**Text shown**
╔══

Marilynne Robinson, reviewing Harold Bloom’s and Jesse Zuba’s anthology, American Religious Poems speaks about and around what we’ve been discussing elsewhere. There’s much worth remarking on, but we’ll start here:

Just as Augustine and Aquinas appropriated the pagan philosophers for the purposes of their theologies, Calvin appropriated the secularizing tendencies of Renaissance thought for his. Any definition of religion that assumes an opposition of religion to secularism is therefore misleading. For Calvin the experience of the godlike self is the full experience of civilization and of consciousness. All this is worth pointing out because it rescues early and formative American thought from the odd little narrative that it fledged out of the unpromising husk of a cranky primitivism, and that it is at its best a rejection of a minor tradition rather than a new variant on a great tradition. Major American poetry is the best philosophy ever written on this continent, and with good reason.

Robinson pulls together a larger thesis that religion and poetry are best understood and interpreted by each other, that in their attempts to name transcendent things, they pull from the world all they can. There’s no moralizing about it, no prescriptive shoulds or oughts; religion and poetry have no choice but to take advantage of the world, the better to express their common cause. Science is no exception to this: as a general thing, it’s a means of describing the world; it flays the universe that it may be known, and as such gives new meaning to transcendence itself.

╚══

**Record extracts**
╔══

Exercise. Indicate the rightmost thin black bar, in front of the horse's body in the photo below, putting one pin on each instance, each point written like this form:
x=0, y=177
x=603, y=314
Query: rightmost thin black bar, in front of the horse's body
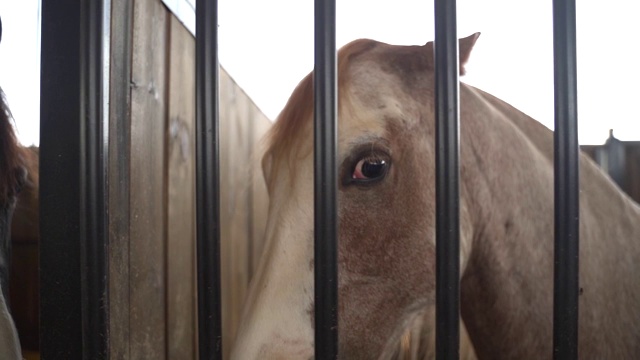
x=567, y=212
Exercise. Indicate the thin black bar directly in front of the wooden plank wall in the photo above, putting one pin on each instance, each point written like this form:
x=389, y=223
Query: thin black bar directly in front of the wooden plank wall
x=207, y=181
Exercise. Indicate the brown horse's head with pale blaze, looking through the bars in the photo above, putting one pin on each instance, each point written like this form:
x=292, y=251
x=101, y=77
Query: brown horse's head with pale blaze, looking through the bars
x=386, y=208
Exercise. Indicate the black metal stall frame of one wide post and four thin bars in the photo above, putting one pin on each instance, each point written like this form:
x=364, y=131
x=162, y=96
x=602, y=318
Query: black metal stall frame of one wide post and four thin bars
x=74, y=303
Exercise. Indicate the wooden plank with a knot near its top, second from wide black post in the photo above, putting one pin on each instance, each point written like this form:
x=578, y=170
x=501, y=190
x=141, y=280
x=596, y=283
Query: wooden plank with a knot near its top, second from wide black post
x=147, y=277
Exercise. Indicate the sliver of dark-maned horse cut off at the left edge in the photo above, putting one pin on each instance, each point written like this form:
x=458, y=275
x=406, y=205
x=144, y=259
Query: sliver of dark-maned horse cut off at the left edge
x=12, y=177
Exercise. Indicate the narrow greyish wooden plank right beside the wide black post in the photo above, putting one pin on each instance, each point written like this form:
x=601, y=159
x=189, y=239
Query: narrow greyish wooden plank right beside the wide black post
x=119, y=155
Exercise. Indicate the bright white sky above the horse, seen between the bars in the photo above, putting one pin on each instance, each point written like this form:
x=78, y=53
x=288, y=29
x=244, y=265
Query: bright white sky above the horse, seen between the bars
x=267, y=47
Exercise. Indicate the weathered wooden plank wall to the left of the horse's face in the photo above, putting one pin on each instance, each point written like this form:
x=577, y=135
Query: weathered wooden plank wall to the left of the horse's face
x=152, y=255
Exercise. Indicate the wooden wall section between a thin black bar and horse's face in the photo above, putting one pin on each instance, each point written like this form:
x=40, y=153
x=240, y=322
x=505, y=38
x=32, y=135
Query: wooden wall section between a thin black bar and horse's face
x=242, y=211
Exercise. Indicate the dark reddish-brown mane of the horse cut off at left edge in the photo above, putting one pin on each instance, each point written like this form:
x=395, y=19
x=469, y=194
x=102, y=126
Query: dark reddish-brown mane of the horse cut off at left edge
x=11, y=157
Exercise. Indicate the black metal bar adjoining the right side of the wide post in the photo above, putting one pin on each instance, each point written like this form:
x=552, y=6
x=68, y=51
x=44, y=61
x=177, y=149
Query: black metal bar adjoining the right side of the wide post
x=93, y=148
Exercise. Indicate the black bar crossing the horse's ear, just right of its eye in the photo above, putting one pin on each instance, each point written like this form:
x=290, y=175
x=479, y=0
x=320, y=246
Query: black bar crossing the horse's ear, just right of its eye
x=447, y=181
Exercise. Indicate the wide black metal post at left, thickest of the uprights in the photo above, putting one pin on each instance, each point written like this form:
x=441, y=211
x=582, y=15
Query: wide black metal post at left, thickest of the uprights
x=73, y=276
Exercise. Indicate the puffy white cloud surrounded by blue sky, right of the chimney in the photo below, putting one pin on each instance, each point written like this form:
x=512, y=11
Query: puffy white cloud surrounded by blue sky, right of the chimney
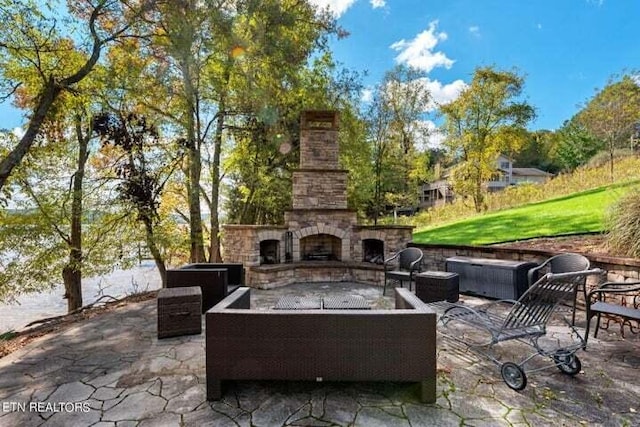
x=418, y=53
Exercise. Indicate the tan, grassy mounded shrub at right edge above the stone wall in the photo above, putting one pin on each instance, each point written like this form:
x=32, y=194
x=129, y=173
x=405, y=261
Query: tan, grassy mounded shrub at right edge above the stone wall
x=624, y=231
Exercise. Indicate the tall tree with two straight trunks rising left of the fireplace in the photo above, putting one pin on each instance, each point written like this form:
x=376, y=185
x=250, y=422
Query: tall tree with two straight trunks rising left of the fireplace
x=227, y=67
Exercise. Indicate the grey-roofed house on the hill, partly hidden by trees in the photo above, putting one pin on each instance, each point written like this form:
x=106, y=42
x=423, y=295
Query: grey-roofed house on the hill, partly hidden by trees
x=439, y=192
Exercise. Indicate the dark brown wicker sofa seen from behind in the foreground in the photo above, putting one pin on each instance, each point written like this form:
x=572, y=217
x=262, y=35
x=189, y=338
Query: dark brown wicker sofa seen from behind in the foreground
x=321, y=345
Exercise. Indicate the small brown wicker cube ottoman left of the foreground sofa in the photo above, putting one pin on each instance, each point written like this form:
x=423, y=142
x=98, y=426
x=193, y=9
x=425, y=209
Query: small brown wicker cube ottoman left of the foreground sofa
x=179, y=311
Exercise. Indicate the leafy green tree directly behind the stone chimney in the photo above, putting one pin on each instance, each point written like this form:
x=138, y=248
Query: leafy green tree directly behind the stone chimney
x=265, y=152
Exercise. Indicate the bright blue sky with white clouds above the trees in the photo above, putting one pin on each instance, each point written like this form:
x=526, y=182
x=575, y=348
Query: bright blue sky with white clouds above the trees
x=565, y=49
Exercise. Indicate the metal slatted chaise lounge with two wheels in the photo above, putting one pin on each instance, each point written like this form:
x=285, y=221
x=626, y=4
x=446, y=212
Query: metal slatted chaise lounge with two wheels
x=525, y=321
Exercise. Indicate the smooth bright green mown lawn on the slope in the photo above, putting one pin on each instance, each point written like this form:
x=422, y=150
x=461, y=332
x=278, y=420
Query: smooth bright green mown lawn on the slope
x=578, y=213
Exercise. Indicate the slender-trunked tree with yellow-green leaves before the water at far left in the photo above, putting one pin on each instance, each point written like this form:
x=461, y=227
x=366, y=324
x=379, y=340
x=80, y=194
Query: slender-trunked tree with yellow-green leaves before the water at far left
x=63, y=224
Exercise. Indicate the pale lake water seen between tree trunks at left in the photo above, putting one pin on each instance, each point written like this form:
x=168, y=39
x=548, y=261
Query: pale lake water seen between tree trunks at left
x=118, y=284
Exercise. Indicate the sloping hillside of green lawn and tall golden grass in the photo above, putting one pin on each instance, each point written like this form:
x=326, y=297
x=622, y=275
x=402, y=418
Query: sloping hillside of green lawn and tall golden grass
x=573, y=213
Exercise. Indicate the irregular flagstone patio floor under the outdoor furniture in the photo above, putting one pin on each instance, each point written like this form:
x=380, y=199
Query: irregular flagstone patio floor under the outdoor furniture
x=112, y=370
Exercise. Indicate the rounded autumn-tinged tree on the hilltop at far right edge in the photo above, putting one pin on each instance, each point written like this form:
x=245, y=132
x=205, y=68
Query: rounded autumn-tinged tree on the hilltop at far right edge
x=613, y=114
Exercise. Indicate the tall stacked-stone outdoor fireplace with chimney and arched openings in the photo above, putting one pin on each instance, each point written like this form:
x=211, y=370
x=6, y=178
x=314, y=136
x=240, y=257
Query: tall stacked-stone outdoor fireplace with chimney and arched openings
x=321, y=240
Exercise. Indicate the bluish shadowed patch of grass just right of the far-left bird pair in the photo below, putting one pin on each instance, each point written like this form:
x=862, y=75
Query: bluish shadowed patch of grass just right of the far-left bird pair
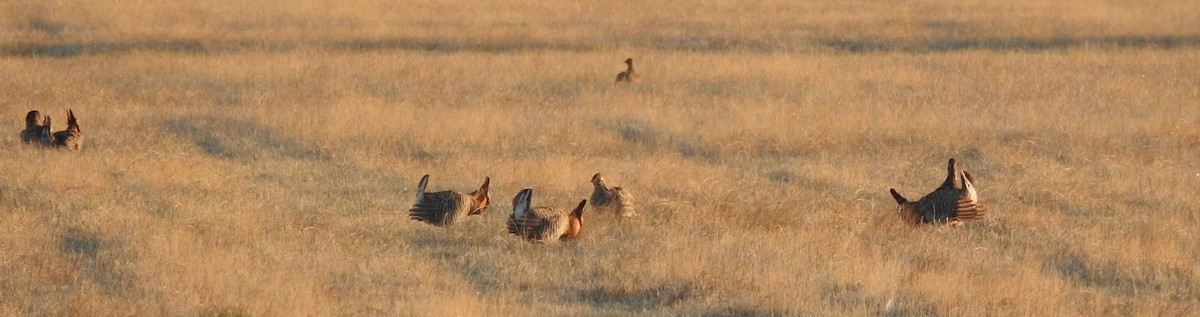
x=241, y=140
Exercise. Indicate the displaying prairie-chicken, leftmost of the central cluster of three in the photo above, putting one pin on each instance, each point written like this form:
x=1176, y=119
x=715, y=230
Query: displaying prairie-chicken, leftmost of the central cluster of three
x=447, y=208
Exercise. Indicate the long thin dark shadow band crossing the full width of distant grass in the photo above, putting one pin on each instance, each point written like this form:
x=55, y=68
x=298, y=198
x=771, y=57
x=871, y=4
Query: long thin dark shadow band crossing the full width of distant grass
x=687, y=44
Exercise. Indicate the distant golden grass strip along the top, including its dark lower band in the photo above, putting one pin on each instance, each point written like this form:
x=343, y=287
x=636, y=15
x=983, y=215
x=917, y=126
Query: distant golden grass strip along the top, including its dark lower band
x=69, y=28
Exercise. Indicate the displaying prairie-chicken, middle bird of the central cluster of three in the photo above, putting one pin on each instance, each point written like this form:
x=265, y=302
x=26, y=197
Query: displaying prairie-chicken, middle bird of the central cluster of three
x=544, y=225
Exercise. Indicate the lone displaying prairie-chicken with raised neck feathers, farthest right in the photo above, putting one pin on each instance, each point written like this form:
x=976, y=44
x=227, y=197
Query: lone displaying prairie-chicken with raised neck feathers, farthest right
x=956, y=201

╚══

**Your tasks**
(A) Decide whether each statement agrees with the passage on Marilynne Robinson's review. Answer yes or no for each, and quote the words of the passage that decide it. (i) Calvin appropriated the secularizing tendencies of Renaissance thought for his theology. (ii) Robinson's thesis includes prescriptive shoulds and oughts about religion and poetry. (iii) Harold Bloom compiled the anthology American Religious Poems alone.
(B) List every person named in the passage on Marilynne Robinson's review.
(C) Carry on the passage about Marilynne Robinson's review, beginning right after its final sentence.

**Results of the tasks**
(A)
(i) Yes: "Calvin appropriated the secularizing tendencies of Renaissance thought for his."
(ii) No: "There’s no moralizing about it, no prescriptive shoulds or oughts"
(iii) No: "Harold Bloom’s and Jesse Zuba’s anthology"

(B) Marilynne Robinson, Harold Bloom, Jesse Zuba, Augustine, Aquinas, Calvin

(C)
(Aside: I find Robinson’s criticism to be brilliant and enlightening, but also somewhat maddening for its simplicity. Am I the only one who feels as though I’ve just read someone who really, really gets it (whatever it may be to get), but who, for some sake or another, asserts that the best way to communicate it is a plainspokenness that may in fact not always be best? I don’t begrudge her this choice. Because of it her criticism takes on the flavor of always being her own; one can appreciate but not quite completely agree. Or am I being overly contrary?)

 

Comments

up to now, i have only read your little excerpt. but i take umbrage with the word appropriated, in that it seems much more purposeful, much more agent driven than i think to have been the case. not, of course, that these three men aren’t highly aware of who they are and where they stand, but being in and thinking in and writing in one’s culture is often less a matter of “appropriating” and more a matter of being of that time, thinking in that time.

oftentimes, we read an illusionary agency back into those authors we study, assuming that their hermeneutics is one they’ve chosen rather than one they’ve been given and with which they contend.

now who’s cranky and contrary?

On that you ought to read the rest; that excerpt follows several direct citations and more in-depth explanation of what she means.

yeah, yeah. i’ll get to it tomorrow, once i’m done with a possible draft of that article i wanted be done with 3 weeks ago.

this is really nice:

Any reader of Ecclesiastes or the Book of Job is aware that the canon of scripture has room for thought that can disrupt conventional assumptions about the nature of belief, whether these assumptions are held by the religious or by their critics. Indeed, religion is by nature restless with itself, impatient within the constraints of its own expression.

as are these

To associate religion with unwavering faith in any creed or practice does no justice at all to its complexity as lived experience. Creeds themselves exist to stabilize the intense speculations that religion, which is always about the ultimate nature of things, will inspire….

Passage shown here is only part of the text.